- Compiti assegnati
1. Riporta dal brano su Cavour il testo compreso tra "L’anno cavouriano, apertosi" e "del Risorgimento italiano.", estremi inclusi.
2. Traduci in inglese questa frase del brano su Cavour: "Quasi tutti i testi ivi raccolti contribuiscono ad approfondire la conoscenza della vita e della politica dello statista, a partire dagli anni della formazione."

- Brano fornito
|---|
UMBERTO LEVRA (a cura di), Cavour, l’Italia e l’Europa, il Mulino, Bologna 2011, pp. 272, € 20.


L’anno cavouriano, apertosi idealmente il 6 giugno 2010 con la visita del Capo dello Stato a Santena (Torino), presso la tomba di Camillo Benso, conte di Cavour (1810-1861), ha prodotto non solo saggi rievocativi e di vario livello ma anche studi di spessore, come la biografia di Adriano Viarengo, già recensita sulla rivista Cultura&Identità (1), e la raccolta di saggi Cavour, l’Italia e l’Europa (il Mulino, Bologna 2011), a cura di Umberto Levra. L’opera presenta, in forma rielaborata, le relazioni al convegno omonimo, tenutosi il 6 e 7 ottobre 2010 all’università di Torino — dove Levra è docente di Storia del Risorgimento — su iniziativa dell’Accademia delle Scienze, del locale Comitato dell’Istituto per la Storia del Risorgimento italiano e del Museo Nazionale del Risorgimento italiano.

Quasi tutti i testi ivi raccolti contribuiscono ad approfondire la conoscenza della vita e della politica dello statista, a partire dagli anni della formazione. Viarengo si sofferma su La formazione intellettuale di Cavour (pp. 15-36), ribadendo alcune considerazioni già espresse nella citata biografia: il liberalismo cavouriano è "anzitutto ribellione" (p. 21), generazionale e culturale, frutto anche del clima romantico in cui è cresciuto; "[...] nell’impossibilità di indirizzare convenientemente le sue energie, sempre maggior spazio prenderanno nella sua vita, in quegli anni, la passione del gioco e le avventure galanti" (ibidem). Rifiuta anche la religione tradizionale, pur non esprimendosi apertamente, come scrive, diciannovenne, allo zio Jean-Jacques de Sellon (1782-1839): "Dopo aver letto Guizot [François (1787-1874)] e Benjamin Constant [(1767-1830)], mi fu impossibile non aprire gli occhi... Dobbiamo tuttavia conservare le apparenze; ma è penosissimo il fingere quando si è persuasi che si ha ragione" (cit. ibidem). Mosso da una incoercibile e quasi religiosa fede nel Progresso, egli intende dedicarsi interamente all’"incivilimento" della società, che a suo avviso passava anche attraverso lo sviluppo economico, a sua volta visibile soprattutto nelle ferrovie, in cui egli vede "[...] uno dei grimaldelli con i quali forzare anche la situazione della penisola italiana, in termini tanto economici quanto "patriottici"" (p. 25).

Su questi aspetti insiste pure Massimo Luigi Salvadori nel saggio su Il liberalismo di Cavour (pp. 71-111), che ben descrive l’atmosfera degli anni 1830 e 1840 e le attese di quanti aderivano "con fede ardente alla filosofia del Progresso", cioè "[...] borghesi entusiasmati dalle meraviglie e dalle promesse dell’industrializzazione, operai che dalla nuova economia liberata dai padroni di classe si aspettavano l’era dell’abbondanza e dell’eguaglianza, intellettuali che indagavano i molteplici volti e le diverse implicazioni della marcia verso l’avvenire, ritenendo di aver finalmente scoperto le leggi dello sviluppo storico o i dettati della Provvidenza, insomma la necessità e irresistibilità del Progresso" (pp. 75-76).
|---|
- Insieme di dati
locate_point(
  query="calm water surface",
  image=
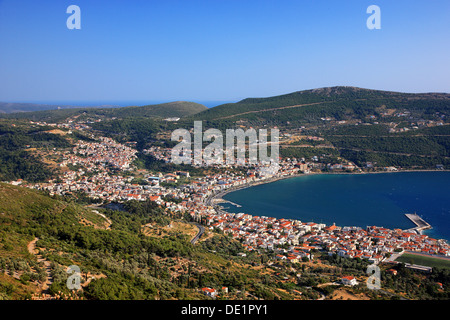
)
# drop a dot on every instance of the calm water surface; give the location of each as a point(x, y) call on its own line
point(353, 199)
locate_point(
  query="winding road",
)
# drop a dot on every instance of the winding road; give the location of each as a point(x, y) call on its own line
point(201, 230)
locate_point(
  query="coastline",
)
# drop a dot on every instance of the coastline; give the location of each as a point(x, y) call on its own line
point(216, 198)
point(219, 196)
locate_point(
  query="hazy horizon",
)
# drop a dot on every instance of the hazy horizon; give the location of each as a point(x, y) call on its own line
point(218, 51)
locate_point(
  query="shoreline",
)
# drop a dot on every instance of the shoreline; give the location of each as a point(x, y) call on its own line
point(215, 199)
point(219, 195)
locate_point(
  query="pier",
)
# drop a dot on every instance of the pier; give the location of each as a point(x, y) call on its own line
point(419, 222)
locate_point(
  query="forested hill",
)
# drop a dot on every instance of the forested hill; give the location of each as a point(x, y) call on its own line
point(171, 109)
point(339, 103)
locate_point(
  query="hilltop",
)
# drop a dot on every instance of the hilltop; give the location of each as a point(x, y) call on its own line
point(163, 110)
point(339, 103)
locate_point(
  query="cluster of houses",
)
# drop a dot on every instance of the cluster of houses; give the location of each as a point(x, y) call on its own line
point(292, 240)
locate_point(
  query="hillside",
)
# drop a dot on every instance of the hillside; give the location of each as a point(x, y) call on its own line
point(338, 103)
point(171, 109)
point(127, 255)
point(14, 107)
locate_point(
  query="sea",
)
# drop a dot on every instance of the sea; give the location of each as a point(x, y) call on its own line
point(379, 199)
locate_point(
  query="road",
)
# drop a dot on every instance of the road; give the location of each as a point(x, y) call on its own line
point(201, 230)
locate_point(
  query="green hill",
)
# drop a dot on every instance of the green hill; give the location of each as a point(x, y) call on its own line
point(171, 109)
point(339, 103)
point(40, 237)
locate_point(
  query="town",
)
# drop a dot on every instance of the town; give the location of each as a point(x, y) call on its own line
point(104, 171)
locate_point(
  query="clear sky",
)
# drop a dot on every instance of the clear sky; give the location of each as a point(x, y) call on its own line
point(218, 49)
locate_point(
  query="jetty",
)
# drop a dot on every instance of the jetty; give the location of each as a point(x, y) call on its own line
point(419, 222)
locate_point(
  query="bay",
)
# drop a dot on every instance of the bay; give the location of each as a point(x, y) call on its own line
point(360, 200)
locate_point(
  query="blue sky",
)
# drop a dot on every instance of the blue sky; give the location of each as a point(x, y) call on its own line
point(218, 49)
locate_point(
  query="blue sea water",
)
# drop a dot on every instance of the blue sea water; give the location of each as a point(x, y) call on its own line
point(353, 200)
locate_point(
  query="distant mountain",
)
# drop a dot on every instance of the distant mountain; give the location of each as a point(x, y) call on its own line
point(11, 107)
point(171, 109)
point(339, 103)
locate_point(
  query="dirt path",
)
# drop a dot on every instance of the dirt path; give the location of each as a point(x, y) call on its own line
point(274, 109)
point(48, 280)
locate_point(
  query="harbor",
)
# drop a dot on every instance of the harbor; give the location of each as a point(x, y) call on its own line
point(419, 222)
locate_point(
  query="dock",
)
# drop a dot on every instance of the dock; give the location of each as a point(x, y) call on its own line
point(419, 222)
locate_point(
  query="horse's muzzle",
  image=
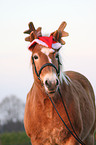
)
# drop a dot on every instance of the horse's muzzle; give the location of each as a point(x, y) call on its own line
point(51, 83)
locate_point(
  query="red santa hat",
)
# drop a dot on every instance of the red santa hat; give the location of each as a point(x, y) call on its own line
point(46, 41)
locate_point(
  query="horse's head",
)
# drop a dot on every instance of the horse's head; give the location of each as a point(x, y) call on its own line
point(45, 56)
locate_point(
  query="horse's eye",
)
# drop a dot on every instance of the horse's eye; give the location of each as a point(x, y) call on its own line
point(35, 57)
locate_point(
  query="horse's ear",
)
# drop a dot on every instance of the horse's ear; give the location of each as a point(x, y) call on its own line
point(34, 34)
point(58, 34)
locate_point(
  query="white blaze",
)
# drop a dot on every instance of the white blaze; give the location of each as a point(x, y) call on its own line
point(47, 51)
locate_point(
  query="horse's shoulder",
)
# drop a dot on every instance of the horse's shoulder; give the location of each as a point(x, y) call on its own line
point(75, 76)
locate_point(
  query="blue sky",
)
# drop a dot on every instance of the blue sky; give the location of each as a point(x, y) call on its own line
point(79, 53)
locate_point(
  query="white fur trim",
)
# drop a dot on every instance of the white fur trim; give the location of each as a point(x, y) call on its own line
point(54, 45)
point(39, 42)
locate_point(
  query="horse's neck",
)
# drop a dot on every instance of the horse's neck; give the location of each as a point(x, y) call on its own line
point(39, 93)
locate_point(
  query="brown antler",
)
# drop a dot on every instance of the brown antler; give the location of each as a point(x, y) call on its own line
point(33, 32)
point(58, 34)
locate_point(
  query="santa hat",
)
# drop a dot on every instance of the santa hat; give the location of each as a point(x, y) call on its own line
point(45, 41)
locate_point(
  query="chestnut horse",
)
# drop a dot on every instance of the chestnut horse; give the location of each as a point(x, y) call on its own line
point(60, 107)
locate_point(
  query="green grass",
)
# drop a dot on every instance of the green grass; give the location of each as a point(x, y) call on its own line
point(15, 138)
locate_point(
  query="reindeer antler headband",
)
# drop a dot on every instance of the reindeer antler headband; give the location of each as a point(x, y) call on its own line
point(54, 41)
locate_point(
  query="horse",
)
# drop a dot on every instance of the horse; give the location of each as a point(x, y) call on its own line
point(60, 106)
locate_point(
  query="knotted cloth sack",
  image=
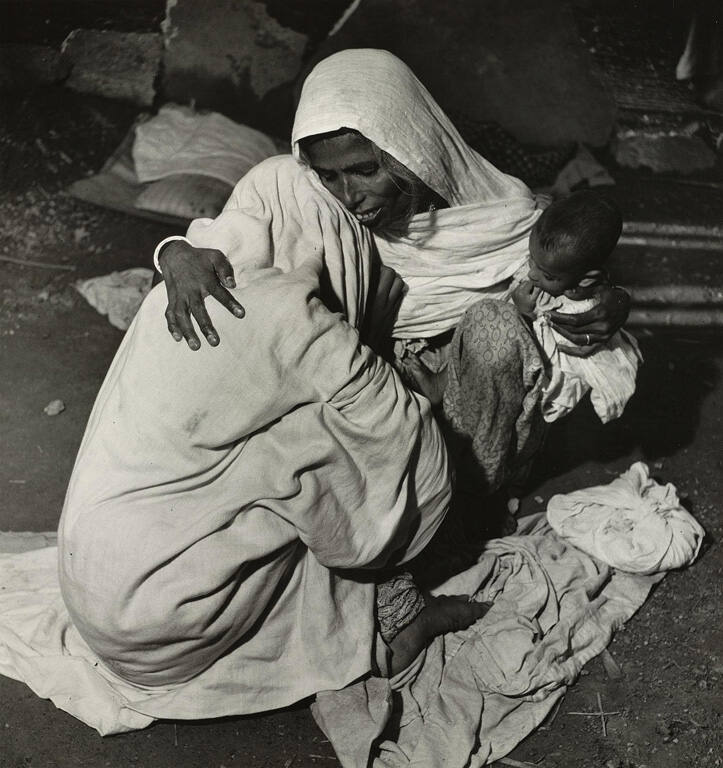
|---|
- Risultati attesi
1.
L’anno cavouriano, apertosi idealmente il 6 giugno 2010 con la visita del Capo dello Stato a Santena (Torino), presso la tomba di Camillo Benso, conte di Cavour (1810-1861), ha prodotto non solo saggi rievocativi e di vario livello ma anche studi di spessore, come la biografia di Adriano Viarengo, già recensita sulla rivista Cultura&Identità (1), e la raccolta di saggi Cavour, l’Italia e l’Europa (il Mulino, Bologna 2011), a cura di Umberto Levra. L’opera presenta, in forma rielaborata, le relazioni al convegno omonimo, tenutosi il 6 e 7 ottobre 2010 all’università di Torino — dove Levra è docente di Storia del Risorgimento — su iniziativa dell’Accademia delle Scienze, del locale Comitato dell’Istituto per la Storia del Risorgimento italiano e del Museo Nazionale del Risorgimento italiano.

2. Almost all the texts collected there help to deepen knowledge of the statesman's life and politics, starting from his formative years.